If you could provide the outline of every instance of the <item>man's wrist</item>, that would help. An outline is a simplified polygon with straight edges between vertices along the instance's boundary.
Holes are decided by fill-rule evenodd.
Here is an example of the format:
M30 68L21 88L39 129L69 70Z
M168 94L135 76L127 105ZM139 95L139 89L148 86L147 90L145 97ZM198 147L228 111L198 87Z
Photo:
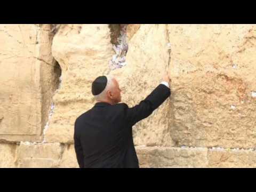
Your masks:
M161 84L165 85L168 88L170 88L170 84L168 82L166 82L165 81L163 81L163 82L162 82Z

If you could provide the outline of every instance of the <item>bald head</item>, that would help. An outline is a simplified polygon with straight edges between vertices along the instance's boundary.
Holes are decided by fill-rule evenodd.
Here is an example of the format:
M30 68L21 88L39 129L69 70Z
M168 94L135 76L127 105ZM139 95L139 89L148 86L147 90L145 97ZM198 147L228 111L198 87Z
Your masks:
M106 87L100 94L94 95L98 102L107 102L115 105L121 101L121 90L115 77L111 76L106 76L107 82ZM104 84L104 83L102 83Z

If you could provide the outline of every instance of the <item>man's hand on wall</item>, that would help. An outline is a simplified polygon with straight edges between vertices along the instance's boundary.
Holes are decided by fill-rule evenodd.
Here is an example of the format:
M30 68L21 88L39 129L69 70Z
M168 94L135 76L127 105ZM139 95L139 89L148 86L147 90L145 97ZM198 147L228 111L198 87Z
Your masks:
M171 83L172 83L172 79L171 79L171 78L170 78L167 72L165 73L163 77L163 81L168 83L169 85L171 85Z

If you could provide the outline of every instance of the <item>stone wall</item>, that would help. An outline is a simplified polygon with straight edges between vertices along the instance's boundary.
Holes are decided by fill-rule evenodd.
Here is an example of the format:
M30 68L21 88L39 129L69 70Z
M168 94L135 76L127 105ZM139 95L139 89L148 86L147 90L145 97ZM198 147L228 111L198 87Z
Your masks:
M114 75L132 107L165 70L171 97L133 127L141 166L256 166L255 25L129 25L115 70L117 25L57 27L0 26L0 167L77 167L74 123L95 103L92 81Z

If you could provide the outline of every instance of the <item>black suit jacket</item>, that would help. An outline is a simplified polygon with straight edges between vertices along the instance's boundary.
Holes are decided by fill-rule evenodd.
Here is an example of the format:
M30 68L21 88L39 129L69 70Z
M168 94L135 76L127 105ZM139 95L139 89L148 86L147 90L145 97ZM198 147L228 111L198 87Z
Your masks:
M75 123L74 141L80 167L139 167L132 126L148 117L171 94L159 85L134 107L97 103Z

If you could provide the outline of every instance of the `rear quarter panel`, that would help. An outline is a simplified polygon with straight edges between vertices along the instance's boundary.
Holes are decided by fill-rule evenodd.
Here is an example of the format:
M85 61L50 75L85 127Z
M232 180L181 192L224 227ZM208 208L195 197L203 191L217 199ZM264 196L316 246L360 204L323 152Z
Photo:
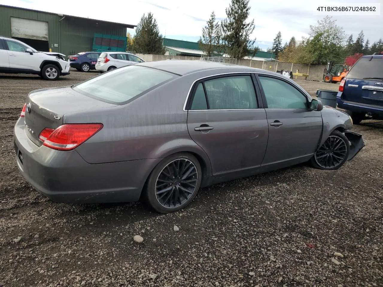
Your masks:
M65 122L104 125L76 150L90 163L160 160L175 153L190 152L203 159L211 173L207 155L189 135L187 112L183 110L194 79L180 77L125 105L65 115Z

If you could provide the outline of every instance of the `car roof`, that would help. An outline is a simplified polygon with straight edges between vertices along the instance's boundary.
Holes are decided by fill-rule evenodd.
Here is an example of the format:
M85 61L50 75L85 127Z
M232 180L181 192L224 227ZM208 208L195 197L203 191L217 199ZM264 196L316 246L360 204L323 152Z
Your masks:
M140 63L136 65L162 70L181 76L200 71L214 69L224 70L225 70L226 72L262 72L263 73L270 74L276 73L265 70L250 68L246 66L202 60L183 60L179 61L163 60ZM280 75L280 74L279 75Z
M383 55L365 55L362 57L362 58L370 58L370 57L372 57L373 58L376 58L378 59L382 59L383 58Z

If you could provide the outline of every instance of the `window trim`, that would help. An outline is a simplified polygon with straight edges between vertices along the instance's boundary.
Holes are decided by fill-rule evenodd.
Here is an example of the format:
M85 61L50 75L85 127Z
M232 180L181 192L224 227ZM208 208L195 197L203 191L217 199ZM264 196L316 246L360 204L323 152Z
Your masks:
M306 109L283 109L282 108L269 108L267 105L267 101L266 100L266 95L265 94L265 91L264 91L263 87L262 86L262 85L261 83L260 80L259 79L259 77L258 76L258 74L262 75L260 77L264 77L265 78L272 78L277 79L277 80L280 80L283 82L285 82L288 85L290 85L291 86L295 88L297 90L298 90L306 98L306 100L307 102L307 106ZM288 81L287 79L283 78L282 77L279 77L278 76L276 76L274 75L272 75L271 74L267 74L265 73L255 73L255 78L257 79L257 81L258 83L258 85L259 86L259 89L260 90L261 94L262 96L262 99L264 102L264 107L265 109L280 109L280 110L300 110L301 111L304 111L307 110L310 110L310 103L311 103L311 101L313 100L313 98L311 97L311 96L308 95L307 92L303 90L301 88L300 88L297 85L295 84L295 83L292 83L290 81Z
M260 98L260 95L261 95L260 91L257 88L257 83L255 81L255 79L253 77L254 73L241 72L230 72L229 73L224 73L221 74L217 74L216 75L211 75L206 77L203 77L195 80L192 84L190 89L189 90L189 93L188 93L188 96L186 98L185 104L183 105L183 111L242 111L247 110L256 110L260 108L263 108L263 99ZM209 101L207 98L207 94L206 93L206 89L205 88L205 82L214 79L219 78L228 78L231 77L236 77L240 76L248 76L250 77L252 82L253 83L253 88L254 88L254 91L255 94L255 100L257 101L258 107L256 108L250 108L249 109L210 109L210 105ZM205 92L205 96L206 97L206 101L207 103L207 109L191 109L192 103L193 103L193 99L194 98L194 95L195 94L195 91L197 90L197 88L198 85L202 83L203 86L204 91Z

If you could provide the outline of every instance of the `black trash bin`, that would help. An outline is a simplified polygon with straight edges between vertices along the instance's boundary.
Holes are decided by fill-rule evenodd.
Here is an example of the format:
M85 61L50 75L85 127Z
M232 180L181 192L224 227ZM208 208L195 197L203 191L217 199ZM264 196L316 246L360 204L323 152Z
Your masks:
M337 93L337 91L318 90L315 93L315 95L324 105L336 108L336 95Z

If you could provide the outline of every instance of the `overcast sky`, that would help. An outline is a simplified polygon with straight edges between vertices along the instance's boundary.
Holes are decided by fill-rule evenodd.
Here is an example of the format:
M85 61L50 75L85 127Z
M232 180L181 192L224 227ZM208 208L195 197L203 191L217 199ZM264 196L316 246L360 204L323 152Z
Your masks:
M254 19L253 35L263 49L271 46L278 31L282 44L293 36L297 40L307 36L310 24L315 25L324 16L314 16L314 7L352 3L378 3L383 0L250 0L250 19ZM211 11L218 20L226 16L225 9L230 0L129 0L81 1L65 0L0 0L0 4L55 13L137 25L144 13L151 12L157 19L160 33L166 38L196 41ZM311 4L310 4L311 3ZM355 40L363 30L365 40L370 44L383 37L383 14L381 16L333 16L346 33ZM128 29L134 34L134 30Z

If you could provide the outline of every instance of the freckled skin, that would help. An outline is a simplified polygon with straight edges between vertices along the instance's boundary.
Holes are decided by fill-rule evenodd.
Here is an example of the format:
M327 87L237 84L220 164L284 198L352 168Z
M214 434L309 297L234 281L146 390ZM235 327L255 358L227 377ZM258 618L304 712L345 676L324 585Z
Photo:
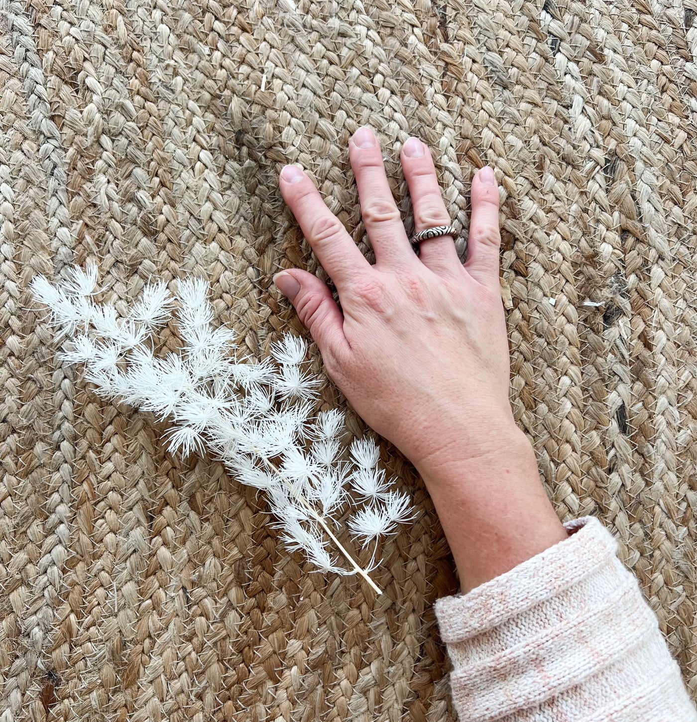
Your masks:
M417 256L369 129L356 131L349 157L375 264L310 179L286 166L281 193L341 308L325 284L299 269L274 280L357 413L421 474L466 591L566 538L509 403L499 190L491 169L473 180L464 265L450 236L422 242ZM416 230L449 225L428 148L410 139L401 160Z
--
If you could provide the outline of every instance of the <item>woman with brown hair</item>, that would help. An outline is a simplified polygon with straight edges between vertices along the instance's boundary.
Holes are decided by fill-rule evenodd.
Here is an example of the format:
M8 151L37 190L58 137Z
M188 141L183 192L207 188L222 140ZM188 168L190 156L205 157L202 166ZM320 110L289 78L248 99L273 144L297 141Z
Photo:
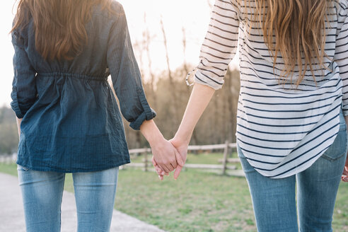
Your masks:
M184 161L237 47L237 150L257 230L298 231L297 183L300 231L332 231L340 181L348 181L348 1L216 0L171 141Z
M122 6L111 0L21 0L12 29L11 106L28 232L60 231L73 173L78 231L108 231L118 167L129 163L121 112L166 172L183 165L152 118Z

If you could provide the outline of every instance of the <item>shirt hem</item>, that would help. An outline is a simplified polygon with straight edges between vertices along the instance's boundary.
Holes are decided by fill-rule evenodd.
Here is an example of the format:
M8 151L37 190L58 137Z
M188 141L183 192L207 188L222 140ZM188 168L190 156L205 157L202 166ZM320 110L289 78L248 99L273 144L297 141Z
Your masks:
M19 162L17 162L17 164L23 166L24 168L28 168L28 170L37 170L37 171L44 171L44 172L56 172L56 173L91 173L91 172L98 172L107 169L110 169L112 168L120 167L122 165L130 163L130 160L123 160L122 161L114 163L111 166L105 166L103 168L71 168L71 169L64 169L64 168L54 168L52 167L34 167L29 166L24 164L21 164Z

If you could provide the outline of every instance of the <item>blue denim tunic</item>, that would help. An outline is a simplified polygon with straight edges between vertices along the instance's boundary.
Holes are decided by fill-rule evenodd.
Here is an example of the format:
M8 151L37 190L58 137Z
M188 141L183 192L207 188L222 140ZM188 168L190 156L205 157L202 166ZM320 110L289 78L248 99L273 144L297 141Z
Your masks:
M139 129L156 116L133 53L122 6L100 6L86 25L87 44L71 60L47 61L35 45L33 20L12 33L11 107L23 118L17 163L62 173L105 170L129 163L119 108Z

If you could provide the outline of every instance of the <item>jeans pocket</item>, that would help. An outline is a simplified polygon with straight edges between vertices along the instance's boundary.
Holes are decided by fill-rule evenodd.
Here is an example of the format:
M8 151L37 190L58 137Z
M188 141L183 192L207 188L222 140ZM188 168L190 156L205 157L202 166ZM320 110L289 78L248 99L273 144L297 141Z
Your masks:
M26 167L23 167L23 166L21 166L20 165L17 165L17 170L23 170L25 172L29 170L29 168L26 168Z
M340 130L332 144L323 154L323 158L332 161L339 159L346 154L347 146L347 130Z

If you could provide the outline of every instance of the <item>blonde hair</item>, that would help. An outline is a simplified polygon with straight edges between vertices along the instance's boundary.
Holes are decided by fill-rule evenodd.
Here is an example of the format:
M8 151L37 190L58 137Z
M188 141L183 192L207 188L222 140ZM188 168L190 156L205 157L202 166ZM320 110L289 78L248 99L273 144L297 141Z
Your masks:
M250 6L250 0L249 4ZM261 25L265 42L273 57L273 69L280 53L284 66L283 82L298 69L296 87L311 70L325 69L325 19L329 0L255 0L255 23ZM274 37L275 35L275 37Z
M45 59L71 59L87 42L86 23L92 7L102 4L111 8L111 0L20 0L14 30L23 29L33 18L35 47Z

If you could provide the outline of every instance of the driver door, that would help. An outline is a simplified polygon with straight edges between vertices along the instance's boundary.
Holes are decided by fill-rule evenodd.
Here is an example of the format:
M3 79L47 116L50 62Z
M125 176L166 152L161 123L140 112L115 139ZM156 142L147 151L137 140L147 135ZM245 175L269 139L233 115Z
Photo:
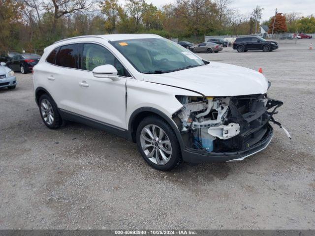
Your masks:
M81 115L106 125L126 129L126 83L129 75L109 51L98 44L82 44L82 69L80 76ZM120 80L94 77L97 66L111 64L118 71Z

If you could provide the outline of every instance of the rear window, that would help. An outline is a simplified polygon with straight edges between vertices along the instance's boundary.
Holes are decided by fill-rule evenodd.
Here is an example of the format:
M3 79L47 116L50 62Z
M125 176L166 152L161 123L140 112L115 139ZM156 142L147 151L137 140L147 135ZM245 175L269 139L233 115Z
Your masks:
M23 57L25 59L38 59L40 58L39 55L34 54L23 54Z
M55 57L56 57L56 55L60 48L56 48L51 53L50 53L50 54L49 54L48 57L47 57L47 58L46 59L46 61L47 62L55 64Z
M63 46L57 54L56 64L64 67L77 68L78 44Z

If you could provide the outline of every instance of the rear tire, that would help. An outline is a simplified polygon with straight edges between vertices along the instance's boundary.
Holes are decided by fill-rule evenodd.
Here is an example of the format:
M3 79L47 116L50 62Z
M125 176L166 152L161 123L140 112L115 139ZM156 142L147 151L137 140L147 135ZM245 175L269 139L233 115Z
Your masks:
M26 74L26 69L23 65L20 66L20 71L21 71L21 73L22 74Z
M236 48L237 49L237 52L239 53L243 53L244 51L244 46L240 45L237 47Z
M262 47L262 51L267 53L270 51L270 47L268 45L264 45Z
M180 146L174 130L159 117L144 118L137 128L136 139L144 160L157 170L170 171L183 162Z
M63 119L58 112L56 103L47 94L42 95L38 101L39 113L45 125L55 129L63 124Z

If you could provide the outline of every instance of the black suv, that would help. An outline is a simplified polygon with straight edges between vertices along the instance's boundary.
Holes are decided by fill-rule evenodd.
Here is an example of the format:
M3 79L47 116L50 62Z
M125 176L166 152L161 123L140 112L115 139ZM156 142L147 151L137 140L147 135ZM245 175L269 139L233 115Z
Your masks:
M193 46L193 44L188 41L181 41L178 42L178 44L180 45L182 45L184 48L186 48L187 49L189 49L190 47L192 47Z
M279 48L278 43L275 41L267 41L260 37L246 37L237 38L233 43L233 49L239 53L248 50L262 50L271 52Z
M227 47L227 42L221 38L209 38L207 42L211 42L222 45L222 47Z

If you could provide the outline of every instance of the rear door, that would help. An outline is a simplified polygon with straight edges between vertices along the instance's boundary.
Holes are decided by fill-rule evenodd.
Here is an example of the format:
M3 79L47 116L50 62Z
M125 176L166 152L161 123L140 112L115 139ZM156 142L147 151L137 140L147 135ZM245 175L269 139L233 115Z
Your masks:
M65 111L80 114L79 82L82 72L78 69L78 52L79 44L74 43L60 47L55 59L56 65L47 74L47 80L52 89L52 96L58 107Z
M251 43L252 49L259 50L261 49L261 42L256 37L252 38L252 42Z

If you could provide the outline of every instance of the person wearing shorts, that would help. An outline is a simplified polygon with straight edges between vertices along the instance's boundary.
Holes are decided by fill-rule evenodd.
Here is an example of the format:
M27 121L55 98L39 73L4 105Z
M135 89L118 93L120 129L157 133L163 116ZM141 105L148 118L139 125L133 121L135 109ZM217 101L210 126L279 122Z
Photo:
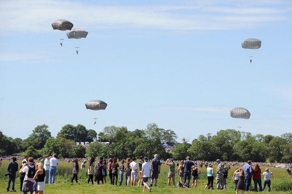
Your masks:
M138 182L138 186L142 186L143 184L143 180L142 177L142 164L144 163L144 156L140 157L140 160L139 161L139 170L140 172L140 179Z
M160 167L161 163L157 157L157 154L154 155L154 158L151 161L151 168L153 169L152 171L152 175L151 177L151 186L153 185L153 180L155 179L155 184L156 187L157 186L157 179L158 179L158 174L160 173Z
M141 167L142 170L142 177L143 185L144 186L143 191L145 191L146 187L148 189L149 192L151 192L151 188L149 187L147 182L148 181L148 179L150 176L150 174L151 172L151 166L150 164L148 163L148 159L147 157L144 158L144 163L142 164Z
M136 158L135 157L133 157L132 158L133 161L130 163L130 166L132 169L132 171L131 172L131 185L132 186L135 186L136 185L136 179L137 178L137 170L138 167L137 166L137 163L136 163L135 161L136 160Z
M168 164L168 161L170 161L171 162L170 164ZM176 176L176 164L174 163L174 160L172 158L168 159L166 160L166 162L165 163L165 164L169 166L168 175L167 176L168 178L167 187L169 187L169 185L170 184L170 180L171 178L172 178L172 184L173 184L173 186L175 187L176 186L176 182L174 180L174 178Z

What you will do: Rename "outline" to "contour" in the lines between the one holding "of the driver" and the one holding "M81 115L106 125L126", inclusive. Give back only those lines with everything else unchanged, and leave the picture out.

Right answer:
If you could provide the contour of every instance of the driver door, that would help. An contour is a simplified polygon with straight edges between vertices along the instance's boundary.
Holes are decided by fill-rule evenodd.
Here is an example of the format:
M3 79L47 116L50 62Z
M125 176L166 152L161 123L140 112L115 139ZM156 142L147 151L137 140L147 135ZM245 175L269 139L233 115Z
Photo:
Your masks:
M81 115L106 125L126 129L126 83L129 75L109 51L98 44L82 44L82 69L80 76ZM120 80L94 77L97 66L111 64L118 71Z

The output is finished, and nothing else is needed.